- **Exercise brief**
Lines before the one containing "GeoJSON geometry per" are excluded; reproduce that line and all lines after it in the entries below, exactly.

Stored records:
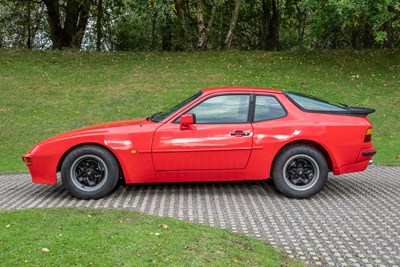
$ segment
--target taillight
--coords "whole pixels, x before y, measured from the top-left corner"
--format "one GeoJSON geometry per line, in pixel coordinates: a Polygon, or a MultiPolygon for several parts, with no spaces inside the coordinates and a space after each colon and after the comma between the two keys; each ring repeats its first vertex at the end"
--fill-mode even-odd
{"type": "Polygon", "coordinates": [[[372,139],[372,128],[368,128],[367,132],[365,133],[364,142],[371,142],[372,139]]]}
{"type": "Polygon", "coordinates": [[[32,159],[30,157],[22,156],[22,160],[25,162],[27,166],[32,165],[32,159]]]}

- **Completed exercise**
--format "one GeoJSON geometry per line, in pixel coordinates: a Polygon, or a MultiPolygon for several parts, with no spaces inside the coordinates and a space after each colon and after the comma between the two keys; each ring repeats its first vertex at the end"
--fill-mode even-odd
{"type": "Polygon", "coordinates": [[[372,139],[372,128],[368,128],[367,132],[365,133],[364,142],[371,142],[372,139]]]}
{"type": "Polygon", "coordinates": [[[32,159],[30,157],[22,156],[22,160],[25,162],[27,166],[32,165],[32,159]]]}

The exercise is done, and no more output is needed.